On July 11, 2006, Secure issued a press release announcing that its revenue and earnings were lower than had been projected on May 4, 2006. Id. Ex. D. at 1. Secure noted that rather than reaching a revenue range of $43 million to $45 million, as previously anticipated, revenue for the second quarter was in fact $38.7 million. Id. Ex. G at 1. In a conference call that same day, Defendants McNulty and Steinkopf attributed part of the revenue shortfall to the failure to close two large deals by the end of the quarter. Id. Ex. F at 2-3. One of these transactions would have generated $2.55 million in revenue and the other was to have yielded $1.3 million. Id. When analysts questioned McNulty and Steinkopf about whether the merger with CyberGuard had any detrimental impact on the second quarter results, McNulty initially said he did not think so while Steinkopf indicated that it might have had some impact. Id.
Plaintiff, an investor in Secure, subsequently filed suit in this Court, alleging violations of sections 10(b) and 20(a) of the Securities Exchange Act of 1934. On July 2, 2007, Plaintiff filed a First Amended Complaint ("FAC"). See Docket No. 22. Plaintiff's claims are based primarily on the allegation that at the time Defendants represented that the integration between Secure and Cyberguard was proceeding well, they knew or should have known that the integration was in fact facing significant problems and these problems would negatively impact the financial projections for the second quarter. See FAC ¶¶ 40-42.
III. LEGAL STANDARDS
A. Motion to Dismiss
A Federal Rule of Civil Procedure 12(b)(6) motion to dismiss tests the sufficiency of the complaint. Dismissal pursuant to Rule 12(b)(6) is appropriate if the plaintiff is unable to articulate "enough facts to state a claim to relief that is plausible on its face." Bell Atlantic Corp. v. Twombly, 127 S. Ct. 1955, 1974 (2007). "[F]aced with a Rule 12(b)(6) motion to dismiss a § 10(b) action, courts must, as with any motion to dismiss for failure to plead a claim on which relief can be granted, accept all factual allegations in the complaint as true." Tellabs, Inc. v. Makor Issues Rights, LTD., 127 S. Ct. 2499, 2509 (2007). All reasonable inferences are to be drawn in favor of the plaintiff. Everest Jennings, Inc. v. Am. Motorists Ins. Co., 23 F.3d 226, 228 (9th Cir. 1994). Unreasonable inferences or conclusory legal allegations cast in the form of factual allegations, however, are insufficient to defeat a motion to dismiss. W. Mining Council v. Watt, 643 F.2d 618, 624 (9th Cir. 1981).
B. Private Securities Litigation Reform Act
Section 10(b) of the Securities Exchange Act of 1934 forbids the "use . . . in connection with the purchase or sale of any security . . ., [of] any manipulative or deceptive device or . . . in contravention of such rules and regulations as [SEC] may prescribe as necessary or appropriate in the public interest or for the protection of investors."Tellabs, 127 S. Ct. at 2507 (citing 15 U.S.C. § 78j(b)) (alterations and brackets in original).

*Task A*: Shift the coordinates in the answers by adding 70 to every number, and rewrite the entries starting with the line containing "Find the wooden" and going on through the last line of the entries, keeping every line in full.
*Task B*: Continue the securities case excerpt from the point where it stops.
The securities case excerpt and the entries are unrelated to each other.

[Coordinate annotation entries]

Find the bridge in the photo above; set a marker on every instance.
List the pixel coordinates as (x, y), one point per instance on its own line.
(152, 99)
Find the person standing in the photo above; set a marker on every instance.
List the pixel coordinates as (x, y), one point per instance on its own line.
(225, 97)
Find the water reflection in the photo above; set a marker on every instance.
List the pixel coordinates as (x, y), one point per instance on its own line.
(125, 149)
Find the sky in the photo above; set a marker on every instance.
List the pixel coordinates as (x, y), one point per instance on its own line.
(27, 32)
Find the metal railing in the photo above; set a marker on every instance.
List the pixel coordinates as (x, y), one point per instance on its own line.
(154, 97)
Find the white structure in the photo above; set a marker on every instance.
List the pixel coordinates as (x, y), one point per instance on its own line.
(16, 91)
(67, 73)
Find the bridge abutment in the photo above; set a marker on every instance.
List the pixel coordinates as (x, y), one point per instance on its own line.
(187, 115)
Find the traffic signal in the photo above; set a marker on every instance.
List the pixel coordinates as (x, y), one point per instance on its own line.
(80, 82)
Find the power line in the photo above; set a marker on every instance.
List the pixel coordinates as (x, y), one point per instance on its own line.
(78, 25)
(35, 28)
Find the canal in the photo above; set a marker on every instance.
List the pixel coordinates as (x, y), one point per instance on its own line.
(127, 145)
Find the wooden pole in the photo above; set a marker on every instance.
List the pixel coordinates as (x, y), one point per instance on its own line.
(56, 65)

*Exercise response A*:
Find the wooden pole in the photo above; set a marker on every instance.
List the pixel coordinates as (x, y), one point per instance on its own line.
(126, 135)

*Exercise response B*:
Securities and Exchange Commission ("SEC") Rule 10b-5, promulgated under the authority of section 10(b), in turn, provides:
It shall be unlawful for any person . . . (a) To employ any device, scheme, or artifice to defraud, (b) To make any untrue statement of a material fact or to omit to state a material fact necessary in order to make the statements made, in light of the circumstances under which they were made, not misleading, or (c) To engage in any act, practice, or course of business which operates or would operate as a fraud or deceit upon any person, in connection with the purchase or sale of any security.17 C.F.R. § 240.10b-5.
The enactment of the PSLRA in 1995 significantly altered pleading requirements in private securities fraud litigation by requiring that a complaint plead with particularity both falsity and scienter. In re Daou Systems, Inc., 411 F.3d 1006, 1014 (9th Cir. 2005). Thus, under the PSLRA, a complaint alleging that the defendant made a false or misleading statement must "specify each statement alleged to have been misleading [and] the reason or reasons why the statement is misleading." 15 U.S.C. § 78u-4(b)(1). In addition, the complaint must "state with particularity facts giving rise to a strong inference that the defendant acted with the required state of mind." Id. § 78u-4(b)(2). In the Ninth Circuit this state-of-mind requirement demands that "the complaint . . . allege that the defendants made false or misleading statements either intentionally or with deliberate recklessness." Daou Sys., 411 F.3d at 1015.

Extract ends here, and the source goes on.